Format every line of the listing below as a Markdown table with the columns Row and Line, numbering the rows and leaving out blank lines and pictures.
--- BEGIN RECORDS TO PROCESS ---
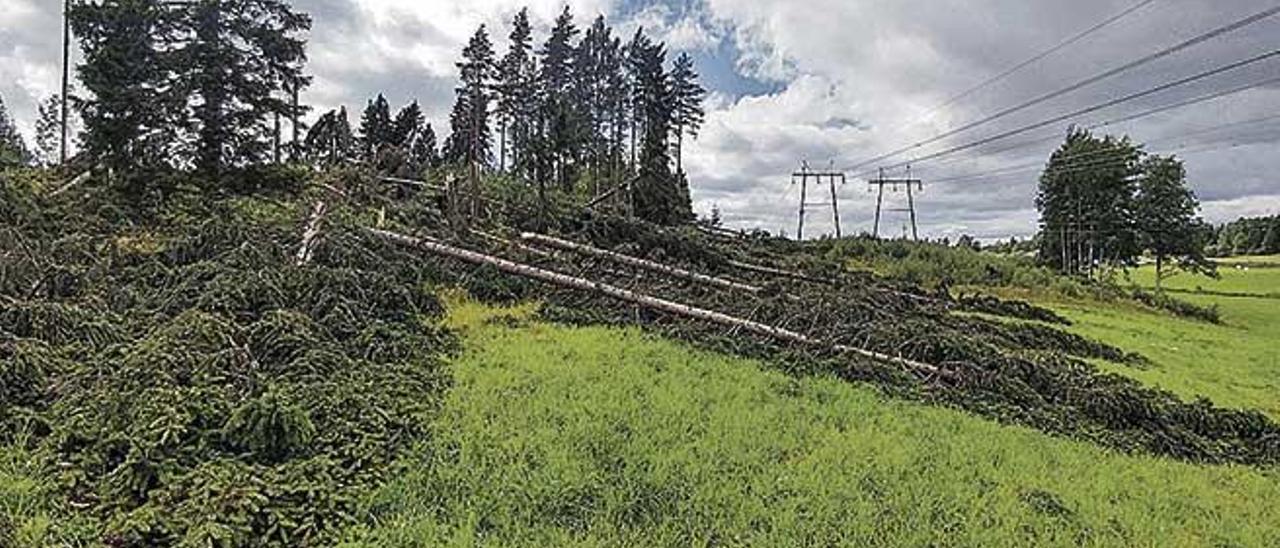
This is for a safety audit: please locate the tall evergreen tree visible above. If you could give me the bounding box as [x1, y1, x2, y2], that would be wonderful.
[632, 37, 692, 224]
[671, 52, 707, 174]
[539, 5, 579, 191]
[495, 8, 538, 172]
[360, 93, 394, 161]
[449, 24, 494, 166]
[69, 0, 177, 172]
[1036, 128, 1142, 274]
[389, 101, 424, 150]
[0, 92, 31, 168]
[1134, 156, 1215, 289]
[303, 106, 356, 165]
[410, 123, 440, 173]
[36, 95, 63, 166]
[181, 0, 311, 173]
--- END RECORDS TO PROCESS ---
### [CORRECT ANSWER]
| Row | Line |
|---|---|
| 1 | This is for a safety audit: please locate the tall evergreen tree visible above. If you could give me the bounding box as [x1, y1, x2, y2], that would be wonderful. |
| 2 | [632, 37, 692, 224] |
| 3 | [671, 52, 707, 174] |
| 4 | [539, 5, 579, 191] |
| 5 | [495, 8, 538, 172] |
| 6 | [360, 93, 394, 161] |
| 7 | [449, 24, 494, 166] |
| 8 | [69, 0, 177, 172] |
| 9 | [1036, 128, 1142, 274] |
| 10 | [389, 101, 424, 150] |
| 11 | [0, 92, 31, 168] |
| 12 | [1134, 156, 1215, 289] |
| 13 | [303, 106, 356, 165] |
| 14 | [410, 123, 440, 173] |
| 15 | [36, 95, 63, 166] |
| 16 | [181, 0, 311, 173] |